_Consigne 1_:
Répondez aux questions suivantes sur le texte consacré à la langue d'enseignement des sciences :
(a) Dans combien d'années au plus tôt les enfants qui entreront à l'école l'année prochaine passeront-ils le baccalauréat ?
(b) En quelle langue l'université marocaine enseigne-t-elle aujourd'hui les sciences ?
(c) Dans le modèle suisse, jusqu'à quel âge une formation commune est-elle dispensée ?

_Extrait de la page_:
^^^^^^^^^^^^^^^^
Mais attention, il ne s’agit pas de dire ici que cette question de la langue est la seule qui importe. Choisir une langue d’enseignement adéquate est une condition nécessaire à l’amélioration de la maîtrise des sciences. Mais ce n’est pas une condition suffisante.

Hypothèse 3. Posons-nous la question du temps. Si nous considérons les enfants qui entreront à l’école l’année prochaine, ils finiront l’école primaire dans 6 ans au plus tôt, le collège 9 ans plus tard, et le baccalauréat dans 12 ans. Les plus diplômés d’entre eux ne rejoindront pas le marché du travail avant au moins 15 ans.  

Nous sommes donc en train de parler d’une génération qui utilisera son savoir dans les matières scientifiques d’ici quelque deux décennies. Le monde ne sera sûrement pas le même qu’aujourd’hui. Prenons un exemple concret. Aujourd’hui, l’université marocaine enseigne les sciences en français. Cela est en train de changer sous la pression du monde de la recherche scientifique qui se fait désormais en anglais, y compris en France. Les universités françaises sont en train de passer à l’anglais, sans parler des universités suisses, belges, hollandaises ou asiatiques. Cela n’est pas sans conséquences. Par exemple, l’argument selon lequel il faudrait enseigner les sciences en français pour préparer les lycéens marocains à l’université ne tiendra pas beaucoup la route, à long terme. 

Allons un peu plus loin maintenant et intéressons-nous de plus près aux élèves dont on espère améliorer le niveau en sciences. Il faut au moins distinguer deux catégories.  Il y a ceux qui ne feront pas d’études supérieures mais à qui on veut apprendre les rudiments des sciences : les techniques de base du calcul, les lois fondamentales de la physique, les concepts élémentaires de l’anatomie et surtout le principe de fonctionnement d’un ordinateur et d’un réseau. Idéalement, le peuple entier devrait connaître ces rudiments. Laisser une partie de la population en dehors de cette connaissance revient à la laisser analphabète. Ces rudiments devraient être enseignés à tous les écoliers du pays.

Il y a une autre catégorie, ceux qui poursuivront des études supérieures scientifiques : ils seront techniciens, ingénieurs ou docteurs et construiront l’économie du pays.  Dans le système français, il est difficile de distinguer les deux catégories avant la classe du baccalauréat. On essaye de pousser le maximum de jeunes vers l’université avec quasiment une même formation pour tous. Beaucoup perdent leurs illusions en première année d’université et se retrouvent sans aucune formation. Le modèle marocain s’inspire de cela. Dans le modèle suisse, une formation commune est dispensée jusqu’à l’âge de 12 ans. Ensuite, on distingue les élèves qui iront à l’université : un quart de l’ensemble des élèves. Les autres sont destinés à d’autres formations souvent plus pratiques mais pas forcément moins rémunératrices. Ils savent dès l’âge de 12 ans qu’ils n’iront pas à l’université.
^^^^^^^^^^^^^^^^
_Données extraites_:
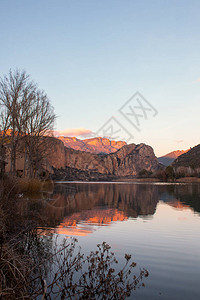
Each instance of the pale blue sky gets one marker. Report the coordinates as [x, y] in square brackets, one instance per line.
[91, 56]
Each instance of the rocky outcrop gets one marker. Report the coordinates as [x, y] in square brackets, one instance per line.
[168, 159]
[188, 164]
[94, 145]
[127, 161]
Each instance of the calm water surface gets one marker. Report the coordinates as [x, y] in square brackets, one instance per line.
[158, 224]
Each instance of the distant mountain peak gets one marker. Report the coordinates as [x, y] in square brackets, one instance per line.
[169, 158]
[94, 145]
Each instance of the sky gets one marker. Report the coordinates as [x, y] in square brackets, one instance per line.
[91, 57]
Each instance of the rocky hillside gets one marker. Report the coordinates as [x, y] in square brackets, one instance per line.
[94, 145]
[127, 161]
[168, 159]
[191, 159]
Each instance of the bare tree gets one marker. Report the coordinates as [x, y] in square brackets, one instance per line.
[37, 128]
[27, 112]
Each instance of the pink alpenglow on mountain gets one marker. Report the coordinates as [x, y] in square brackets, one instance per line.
[93, 145]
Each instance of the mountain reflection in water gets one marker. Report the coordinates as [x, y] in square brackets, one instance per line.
[78, 209]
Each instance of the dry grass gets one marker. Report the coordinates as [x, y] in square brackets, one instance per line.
[31, 186]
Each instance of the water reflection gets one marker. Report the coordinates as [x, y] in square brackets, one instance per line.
[77, 209]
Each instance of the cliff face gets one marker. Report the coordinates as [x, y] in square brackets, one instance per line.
[69, 164]
[128, 161]
[94, 145]
[168, 159]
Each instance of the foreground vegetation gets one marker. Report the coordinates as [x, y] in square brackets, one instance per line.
[33, 265]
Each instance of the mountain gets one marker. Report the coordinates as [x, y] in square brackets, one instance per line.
[93, 145]
[68, 163]
[168, 159]
[188, 164]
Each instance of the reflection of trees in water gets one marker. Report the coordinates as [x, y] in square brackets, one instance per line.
[132, 200]
[190, 195]
[187, 194]
[126, 200]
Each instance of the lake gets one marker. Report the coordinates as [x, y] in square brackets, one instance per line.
[157, 223]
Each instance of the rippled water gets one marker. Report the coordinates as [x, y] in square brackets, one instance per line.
[158, 224]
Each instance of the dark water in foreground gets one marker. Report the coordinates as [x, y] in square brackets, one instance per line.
[158, 224]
^^^^^^^^^^^^^^^^
_Consigne 2_: Reproduisez à l'identique les lignes des enregistrements, depuis celle qui contient « Each instance of the dark » jusqu'à la fin des enregistrements, ces deux bornes comprises.

_Réponse attendue 1_:
(a) Dans 12 ans.
(b) En français.
(c) Jusqu'à l'âge de 12 ans.

_Réponse attendue 2_:
Each instance of the dark water in foreground gets one marker. Report the coordinates as [x, y] in square brackets, one instance per line.
[158, 224]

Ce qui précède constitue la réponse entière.